**Tasks for this exercise:**
a – In the Borderlands passage, what is the name of the first town you are dropped off in?
b – Rewrite the Borderlands passage between "The main story" and "fun to go on.", inclusive, with "Guardian Angel" changed to "Guardian Spirit".
c – Resume the Borderlands passage after its final sentence.

**Text:**
= = = = = = =
After choosing you're dropped off in your first town, Fyrestone. You arrive just in time to find it overrun by bandits, and have to kill them all and save the town. This is when you begin to discover the true magic of the game. Remember Diablo 2? How it consumed many of our souls for years and years, and still continues to be awesome? And how most of that was because of the massive randomization of weapons, equipment, and maps? Well, while the maps are the same, Borderlands uses the same kind of randomization for weapons and shields, allowing for a total of approximately 17 million weapons.

17...MILLION. And with the new expansion packs it can only be assumed that number has increased.

The main story is actually that you're in the search of some kind of Vault that contains unimaginable treasure, and a mystical Guardian Angel speaks to you to tell you what you need to do to reach it. Along the way you help rid Pandora of hordes upon hordes of gangs and weird but deadly wildlife. At least, that's supposed to be the story. But really this whole game is one long quest for better loot. There are TONS of side quests along the main one, some promising their own unique weapons, but the funny thing is that often by the time you finish one of these quests you've actually found a random drop that's better than the quest one. Nonetheless, there are still some quite funny things you do (unclogging crap from some pipes is one example) that make each quest different and fun to go on.
= = = = = = =
**Recorded information:**

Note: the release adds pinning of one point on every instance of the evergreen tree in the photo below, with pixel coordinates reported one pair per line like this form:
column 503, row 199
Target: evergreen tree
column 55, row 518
= = = = = = =
**Expected results:**
a – Fyrestone.

b –
The main story is actually that you're in the search of some kind of Vault that contains unimaginable treasure, and a mystical Guardian Spirit speaks to you to tell you what you need to do to reach it. Along the way you help rid Pandora of hordes upon hordes of gangs and weird but deadly wildlife. At least, that's supposed to be the story. But really this whole game is one long quest for better loot. There are TONS of side quests along the main one, some promising their own unique weapons, but the funny thing is that often by the time you finish one of these quests you've actually found a random drop that's better than the quest one. Nonetheless, there are still some quite funny things you do (unclogging crap from some pipes is one example) that make each quest different and fun to go on.

c –
The terrible thing about this is that just like Diablo 2, it's terribly addicting. You're always on the search for something better, and the good drops are random enough to keep you going for hours. Not only that, but once you've played through the game you're allowed to go through again just with harder enemies (Nightmare difficulty anyone?), and once you've done that...you can do it again (Hell difficulty). Technically there's 4 person online co-op that I haven't tried yet, which could add all sorts of fun to it, but the single player campaign is enough to keep you hunting for a long long time.

The graphics aren't that great honestly. Yes, I realize they're "stylized" but it mostly looks like an excuse to not focus as much on it. The settings all look similar as well. Perhaps this will change as I move into new areas, but the first two are both bland desert with rocks and some weird plant life. Oh, and some caves. There are vehicles you can ride around that not only make it easier to move around the giant maps, but also make it ridiculously easy to take out anything you come across by running it over. Unfortunately, at least on PC, it suffers from the same ridiculous mechanics as Resistance, where you push forward or back to accelerate or reverse, but it will only do it in the direction the camera is facing, creating endless annoyance as you try to strafe and can't. Thankfully it at least lets you lock on to enemies, making it somewhat easier, but still it's a hassle.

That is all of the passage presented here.